▶ Instructions to follow
Rescale the lines of the listing, starting with the line that contains "of the sidewalk" and going on through the end of the listing. Copy every line again, requests included, but multiply each point coordinate by 1.55 and round it to a whole number, with halves rounded up.

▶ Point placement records
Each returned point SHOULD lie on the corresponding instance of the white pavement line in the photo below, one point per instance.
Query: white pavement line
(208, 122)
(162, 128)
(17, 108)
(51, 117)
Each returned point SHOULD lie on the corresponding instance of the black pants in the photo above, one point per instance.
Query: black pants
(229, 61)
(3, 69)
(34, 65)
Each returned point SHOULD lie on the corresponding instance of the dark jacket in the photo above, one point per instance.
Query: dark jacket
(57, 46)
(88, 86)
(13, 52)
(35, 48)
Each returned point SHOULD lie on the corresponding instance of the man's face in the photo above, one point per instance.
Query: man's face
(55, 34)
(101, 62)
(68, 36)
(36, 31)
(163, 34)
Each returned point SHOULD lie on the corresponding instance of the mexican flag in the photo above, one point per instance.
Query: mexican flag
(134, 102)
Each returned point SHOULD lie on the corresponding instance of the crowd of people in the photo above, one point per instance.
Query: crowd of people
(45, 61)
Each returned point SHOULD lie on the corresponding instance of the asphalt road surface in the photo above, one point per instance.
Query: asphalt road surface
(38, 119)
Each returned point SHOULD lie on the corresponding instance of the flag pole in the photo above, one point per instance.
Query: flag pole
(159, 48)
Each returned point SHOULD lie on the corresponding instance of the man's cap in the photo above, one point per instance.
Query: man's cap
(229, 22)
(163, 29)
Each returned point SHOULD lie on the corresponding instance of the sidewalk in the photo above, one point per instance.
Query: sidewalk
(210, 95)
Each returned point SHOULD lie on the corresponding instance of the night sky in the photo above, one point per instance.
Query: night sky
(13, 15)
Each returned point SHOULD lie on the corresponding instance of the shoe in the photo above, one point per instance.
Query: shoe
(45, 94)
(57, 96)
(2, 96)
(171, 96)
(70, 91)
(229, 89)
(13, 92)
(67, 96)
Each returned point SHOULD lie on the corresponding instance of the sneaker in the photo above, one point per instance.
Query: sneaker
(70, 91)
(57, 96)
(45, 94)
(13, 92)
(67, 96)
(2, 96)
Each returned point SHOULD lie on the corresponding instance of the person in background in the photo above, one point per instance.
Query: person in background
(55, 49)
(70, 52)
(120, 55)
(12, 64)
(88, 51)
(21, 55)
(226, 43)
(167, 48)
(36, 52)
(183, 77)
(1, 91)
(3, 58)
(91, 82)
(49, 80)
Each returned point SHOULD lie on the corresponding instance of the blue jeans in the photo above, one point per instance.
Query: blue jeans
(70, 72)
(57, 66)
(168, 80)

▶ Written solution
Each returned point SHOULD lie on the corresponding instance of the sidewalk in the photo above, one point per instance.
Query: sidewalk
(326, 147)
Each returned point SHOULD lie on the corresponding instance of the night sky in the photo above, one point per instance.
Query: night sky
(20, 23)
Each returned point SHOULD lie on the corresponding instance of the shoe in the photo above, one point per instance.
Query: shoe
(70, 146)
(88, 149)
(3, 149)
(265, 149)
(109, 141)
(355, 138)
(20, 143)
(104, 149)
Each returned point SHOULD lie on the corresponding instance of the sneaker in the photo above, one point per instance.
Query: sneaker
(109, 141)
(88, 149)
(70, 146)
(20, 143)
(104, 149)
(3, 149)
Each returned point SHOULD lie on the corresponding instance of the person in background in the photo above, one point per instance.
Query: person in background
(85, 76)
(109, 81)
(186, 85)
(19, 99)
(136, 79)
(33, 85)
(350, 67)
(259, 74)
(56, 81)
(284, 119)
(2, 141)
(5, 90)
(141, 127)
(76, 124)
Each returned point SHOULD lie on the corresponding instance of the blue jeans in the photo above, one point per instance.
Query: blue jeans
(109, 112)
(88, 102)
(260, 124)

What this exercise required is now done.